* _Page_
╔══

Lab 2: Background

A capacitor is a device that stores charge.  It turns out that the amount of charge stored (\(+q\) on one “plate”, \(-q\) on the other) is proportional to the voltage difference \(\Delta V\) across the capacitor, where the proportionality constant \(C\) depends on the geometry of the device and on the details of what’s between the plates (vacuum?  a cell membrane?):$$ q = C \Delta V.$$

We call the proportionality constant \(C\) the capacitance.  Don’t confuse it with the abbreviation for coulomb, \(\rm{C}\)!  Capacitance is measured in farads, \(\rm{F}\), where \(1\:\rm{F}=1\:\rm{C}/\rm{V}\).  As you will see, typical capacitors have capacitance values that are only small fractions of a farad.

It takes time to charge (or discharge) a capacitor.  You can show that if you put an uncharged capacitor in series with a battery and a resistor at \(t=0\), the voltage across the capacitor at time \(t≥0\) will be:$$ V(t) = V_{\rm Source}(1-e^{-t/\tau}).$$

Similarly, if the plates of a charged capacitor are connected by a resistor, the capacitor will discharge according to:$$ V(t) = V_{0}e^{-t/\tau},$$

where \(V_{0}\) is the initial voltage across the capacitor.

╚══

[Excerpts from point annotation data]
╔══

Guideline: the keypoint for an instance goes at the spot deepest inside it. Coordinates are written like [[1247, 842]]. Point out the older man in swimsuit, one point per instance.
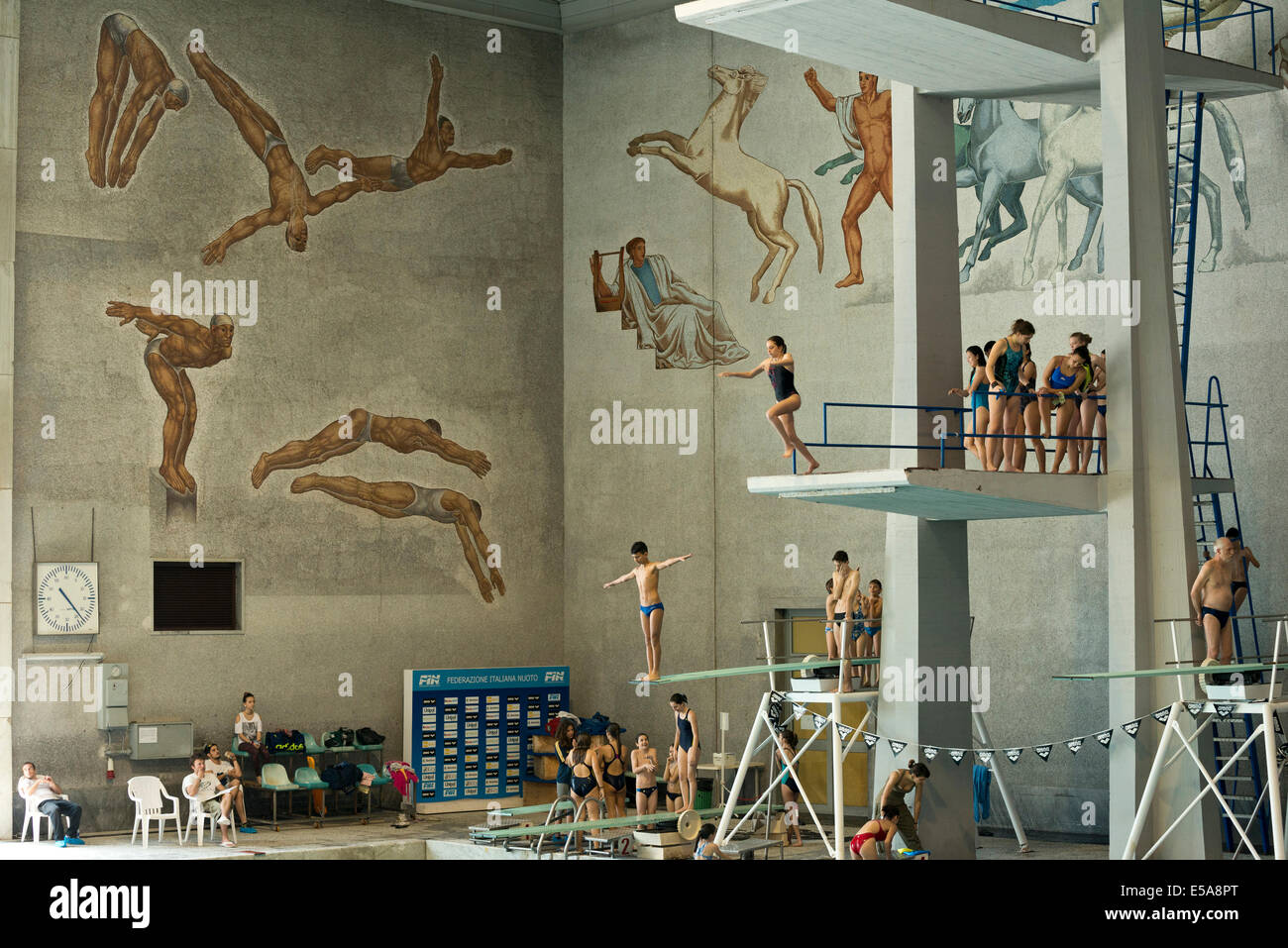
[[430, 158], [123, 48], [398, 498], [175, 346], [361, 427], [864, 120], [290, 200], [1214, 601]]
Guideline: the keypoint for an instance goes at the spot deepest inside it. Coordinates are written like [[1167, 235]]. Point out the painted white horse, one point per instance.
[[1070, 149], [712, 158]]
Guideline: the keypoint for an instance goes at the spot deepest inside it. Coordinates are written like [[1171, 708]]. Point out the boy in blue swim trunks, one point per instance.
[[651, 603]]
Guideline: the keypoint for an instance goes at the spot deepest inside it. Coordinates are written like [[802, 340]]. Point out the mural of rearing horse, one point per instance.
[[712, 158]]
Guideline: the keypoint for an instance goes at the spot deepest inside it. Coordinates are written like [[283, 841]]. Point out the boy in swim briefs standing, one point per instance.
[[651, 603]]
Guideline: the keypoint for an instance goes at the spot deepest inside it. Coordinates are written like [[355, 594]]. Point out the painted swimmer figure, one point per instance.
[[651, 603]]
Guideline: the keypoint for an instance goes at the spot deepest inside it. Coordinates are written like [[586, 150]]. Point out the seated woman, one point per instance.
[[785, 751], [704, 846], [864, 843]]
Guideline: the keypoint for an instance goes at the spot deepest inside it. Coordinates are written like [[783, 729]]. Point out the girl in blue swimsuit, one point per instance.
[[782, 375], [688, 750], [978, 395], [1064, 376]]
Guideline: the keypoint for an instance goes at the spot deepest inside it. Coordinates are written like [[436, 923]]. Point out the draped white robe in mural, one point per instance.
[[686, 329]]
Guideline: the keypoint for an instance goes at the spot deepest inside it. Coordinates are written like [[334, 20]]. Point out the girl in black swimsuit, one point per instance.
[[612, 773], [782, 375], [585, 786], [644, 767]]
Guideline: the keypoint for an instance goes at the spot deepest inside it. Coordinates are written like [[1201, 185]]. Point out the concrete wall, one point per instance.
[[1037, 588], [386, 311]]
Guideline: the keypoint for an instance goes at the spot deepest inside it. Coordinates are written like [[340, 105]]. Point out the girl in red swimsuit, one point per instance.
[[864, 844]]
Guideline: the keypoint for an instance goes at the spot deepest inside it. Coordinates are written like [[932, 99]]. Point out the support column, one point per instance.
[[8, 218], [1151, 552], [926, 570]]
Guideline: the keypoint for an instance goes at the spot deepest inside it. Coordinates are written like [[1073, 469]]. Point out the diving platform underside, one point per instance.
[[953, 48]]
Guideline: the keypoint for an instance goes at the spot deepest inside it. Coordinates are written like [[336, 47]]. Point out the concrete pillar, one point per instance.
[[926, 576], [1151, 552], [8, 217]]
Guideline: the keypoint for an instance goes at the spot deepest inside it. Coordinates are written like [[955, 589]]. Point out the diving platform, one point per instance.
[[948, 493], [958, 48]]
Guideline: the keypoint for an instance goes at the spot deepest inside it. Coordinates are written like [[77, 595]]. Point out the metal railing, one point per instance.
[[941, 443]]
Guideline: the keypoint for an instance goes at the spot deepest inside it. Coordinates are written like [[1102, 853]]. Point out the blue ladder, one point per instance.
[[1184, 146], [1212, 515]]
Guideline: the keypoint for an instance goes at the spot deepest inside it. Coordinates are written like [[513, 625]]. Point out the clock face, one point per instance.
[[67, 597]]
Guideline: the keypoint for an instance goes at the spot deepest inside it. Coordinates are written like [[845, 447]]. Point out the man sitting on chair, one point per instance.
[[205, 791], [48, 796]]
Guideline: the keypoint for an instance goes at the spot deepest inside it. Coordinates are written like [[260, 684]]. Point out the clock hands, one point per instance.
[[71, 604]]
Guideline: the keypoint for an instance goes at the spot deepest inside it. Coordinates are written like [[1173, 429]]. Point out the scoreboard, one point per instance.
[[465, 730]]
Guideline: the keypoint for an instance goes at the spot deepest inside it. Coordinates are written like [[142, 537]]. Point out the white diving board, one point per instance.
[[949, 493], [957, 48]]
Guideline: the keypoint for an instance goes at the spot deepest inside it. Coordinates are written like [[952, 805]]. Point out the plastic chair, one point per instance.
[[307, 779], [343, 749], [147, 793], [34, 815], [271, 779], [378, 781], [368, 749]]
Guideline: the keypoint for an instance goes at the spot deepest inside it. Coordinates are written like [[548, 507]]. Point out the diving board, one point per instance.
[[612, 823], [954, 50], [1164, 673], [750, 670], [949, 493]]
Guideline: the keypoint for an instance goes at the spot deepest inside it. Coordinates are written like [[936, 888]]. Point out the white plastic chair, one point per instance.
[[198, 815], [34, 817], [147, 794]]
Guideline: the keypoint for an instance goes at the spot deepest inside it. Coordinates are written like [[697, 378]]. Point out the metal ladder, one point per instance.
[[1184, 146]]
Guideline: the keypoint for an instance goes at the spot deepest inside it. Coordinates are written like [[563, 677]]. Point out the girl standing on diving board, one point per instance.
[[651, 603], [787, 401]]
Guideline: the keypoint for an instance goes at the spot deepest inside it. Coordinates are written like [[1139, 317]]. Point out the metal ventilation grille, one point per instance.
[[185, 597]]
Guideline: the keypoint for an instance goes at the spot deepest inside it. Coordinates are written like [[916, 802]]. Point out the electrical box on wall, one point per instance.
[[114, 685], [160, 740]]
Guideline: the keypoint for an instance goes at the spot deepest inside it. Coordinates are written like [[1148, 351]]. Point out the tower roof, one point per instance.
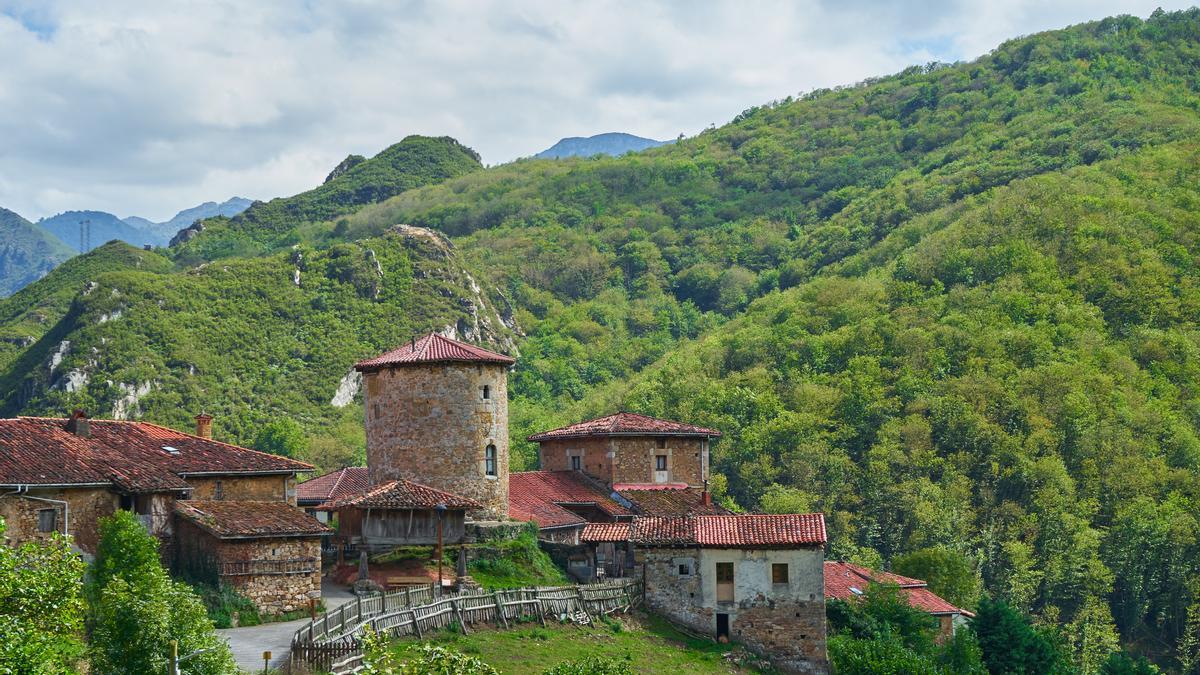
[[625, 424], [432, 348]]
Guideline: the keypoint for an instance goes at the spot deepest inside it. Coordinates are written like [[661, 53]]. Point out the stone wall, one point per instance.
[[430, 423], [87, 507], [595, 455], [245, 488], [630, 459], [785, 622], [275, 593], [203, 556]]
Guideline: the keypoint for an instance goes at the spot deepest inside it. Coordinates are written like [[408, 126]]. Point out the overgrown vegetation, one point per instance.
[[136, 610], [514, 563], [641, 645], [41, 607]]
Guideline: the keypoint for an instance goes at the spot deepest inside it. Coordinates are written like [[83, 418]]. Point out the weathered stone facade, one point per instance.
[[785, 622], [430, 423], [277, 574], [630, 459], [87, 506], [245, 488]]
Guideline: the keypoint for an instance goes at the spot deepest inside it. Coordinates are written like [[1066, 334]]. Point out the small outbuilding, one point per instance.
[[401, 513], [754, 579], [269, 551]]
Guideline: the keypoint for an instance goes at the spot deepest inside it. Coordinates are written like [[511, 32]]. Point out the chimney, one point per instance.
[[78, 424], [204, 425]]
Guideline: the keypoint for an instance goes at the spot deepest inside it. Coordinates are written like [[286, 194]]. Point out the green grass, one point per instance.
[[646, 643], [514, 563]]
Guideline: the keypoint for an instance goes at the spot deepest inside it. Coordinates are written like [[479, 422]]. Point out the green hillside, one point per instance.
[[413, 162], [27, 252], [953, 308]]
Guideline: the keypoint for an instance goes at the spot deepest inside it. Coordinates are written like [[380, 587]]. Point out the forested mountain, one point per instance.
[[168, 228], [101, 227], [413, 162], [612, 144], [27, 252], [954, 308]]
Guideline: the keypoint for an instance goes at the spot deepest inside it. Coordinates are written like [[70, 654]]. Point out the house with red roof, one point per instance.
[[329, 487], [847, 581], [754, 578], [191, 491]]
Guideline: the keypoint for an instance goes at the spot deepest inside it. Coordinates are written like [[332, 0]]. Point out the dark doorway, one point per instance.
[[723, 627]]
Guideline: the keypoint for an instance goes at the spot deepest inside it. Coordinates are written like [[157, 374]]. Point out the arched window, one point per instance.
[[490, 460]]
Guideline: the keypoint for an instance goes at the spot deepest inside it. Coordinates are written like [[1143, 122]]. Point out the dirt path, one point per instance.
[[250, 643]]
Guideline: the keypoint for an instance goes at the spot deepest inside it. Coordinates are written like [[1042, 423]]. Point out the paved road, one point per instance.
[[250, 643]]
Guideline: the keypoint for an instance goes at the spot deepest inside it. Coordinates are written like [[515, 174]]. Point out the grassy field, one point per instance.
[[648, 644]]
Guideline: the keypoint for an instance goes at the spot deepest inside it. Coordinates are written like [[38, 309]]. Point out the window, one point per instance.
[[490, 460], [47, 520], [725, 581], [779, 573]]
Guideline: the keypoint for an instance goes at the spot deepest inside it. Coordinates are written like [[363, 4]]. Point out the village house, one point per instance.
[[65, 475], [269, 551], [756, 579], [847, 581], [328, 488]]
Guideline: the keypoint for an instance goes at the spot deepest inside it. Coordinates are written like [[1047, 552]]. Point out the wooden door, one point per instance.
[[724, 581]]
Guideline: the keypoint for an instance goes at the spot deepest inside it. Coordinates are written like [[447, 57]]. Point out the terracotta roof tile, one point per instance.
[[732, 531], [135, 457], [625, 424], [846, 580], [333, 485], [539, 496], [401, 494], [599, 532], [667, 503], [245, 520], [432, 348]]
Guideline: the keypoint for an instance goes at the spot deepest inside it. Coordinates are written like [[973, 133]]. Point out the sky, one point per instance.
[[147, 108]]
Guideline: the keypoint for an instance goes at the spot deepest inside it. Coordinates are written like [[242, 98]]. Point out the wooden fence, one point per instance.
[[333, 640]]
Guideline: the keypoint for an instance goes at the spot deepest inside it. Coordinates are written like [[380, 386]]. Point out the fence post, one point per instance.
[[499, 609]]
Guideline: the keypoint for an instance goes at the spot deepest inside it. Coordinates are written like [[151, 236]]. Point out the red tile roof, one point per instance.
[[625, 424], [135, 457], [401, 494], [846, 580], [540, 495], [759, 531], [598, 532], [433, 348], [250, 520], [336, 484], [666, 503]]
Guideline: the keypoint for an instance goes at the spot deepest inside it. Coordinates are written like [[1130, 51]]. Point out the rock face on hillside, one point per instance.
[[315, 314], [612, 144], [27, 252]]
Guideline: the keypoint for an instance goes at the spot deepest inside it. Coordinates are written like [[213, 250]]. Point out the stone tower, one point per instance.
[[437, 413]]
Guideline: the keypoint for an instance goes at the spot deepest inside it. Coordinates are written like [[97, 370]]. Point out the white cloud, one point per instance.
[[150, 107]]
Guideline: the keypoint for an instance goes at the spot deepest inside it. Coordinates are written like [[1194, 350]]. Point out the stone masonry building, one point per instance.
[[65, 475], [630, 449], [437, 413], [755, 579]]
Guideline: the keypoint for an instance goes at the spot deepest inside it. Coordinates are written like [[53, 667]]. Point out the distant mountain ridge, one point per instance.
[[28, 252], [613, 144]]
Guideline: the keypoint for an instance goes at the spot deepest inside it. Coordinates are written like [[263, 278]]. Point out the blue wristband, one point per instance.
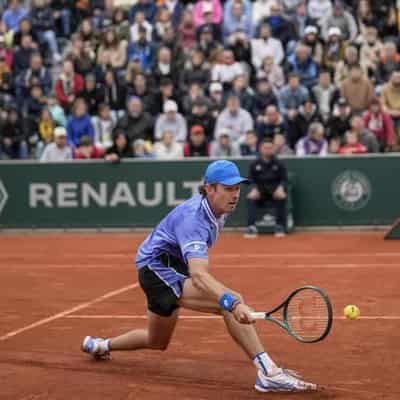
[[228, 301]]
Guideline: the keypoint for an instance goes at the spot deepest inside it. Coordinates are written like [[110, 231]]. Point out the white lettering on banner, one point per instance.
[[122, 195], [141, 194], [104, 194], [66, 195], [40, 193], [89, 194]]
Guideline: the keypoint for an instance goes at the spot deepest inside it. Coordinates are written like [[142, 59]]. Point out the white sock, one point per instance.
[[104, 345], [264, 363]]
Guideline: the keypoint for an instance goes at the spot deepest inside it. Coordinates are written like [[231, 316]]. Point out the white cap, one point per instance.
[[310, 29], [334, 31], [170, 105], [207, 7], [60, 131], [216, 87]]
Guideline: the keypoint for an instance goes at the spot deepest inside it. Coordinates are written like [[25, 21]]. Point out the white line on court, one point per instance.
[[267, 265], [69, 311], [200, 317]]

╚══

* _Problems_
- a) Using the lab background on capacitors, decide whether each statement agrees with it. Answer yes or no, and quote the words of the background that settle each one. (i) Capacitance is measured in farads. (ii) Typical capacitors have capacitance values of several farads. (iii) A capacitor charges instantly.
- b) According to the lab background on capacitors, what does the proportionality constant \(C\) depend on?
- c) Write out a passage from the lab background on capacitors without changing a word. Begin at the words "We call the" and stop after "across the capacitor.".
These rows come from a separate source.

* _Expected results_
- a)
(i) Yes: "Capacitance is measured in farads"
(ii) No: "typical capacitors have capacitance values that are only small fractions of a farad"
(iii) No: "It takes time to charge (or discharge) a capacitor."

- b) It depends on the geometry of the device and on the details of what's between the plates.

- c)
We call the proportionality constant \(C\) the capacitance.  Don’t confuse it with the abbreviation for coulomb, \(\rm{C}\)!  Capacitance is measured in farads, \(\rm{F}\), where \(1\:\rm{F}=1\:\rm{C}/\rm{V}\).  As you will see, typical capacitors have capacitance values that are only small fractions of a farad.

It takes time to charge (or discharge) a capacitor.  You can show that if you put an uncharged capacitor in series with a battery and a resistor at \(t=0\), the voltage across the capacitor at time \(t≥0\) will be:$$ V(t) = V_{\rm Source}(1-e^{-t/\tau}).$$

Similarly, if the plates of a charged capacitor are connected by a resistor, the capacitor will discharge according to:$$ V(t) = V_{0}e^{-t/\tau},$$

where \(V_{0}\) is the initial voltage across the capacitor.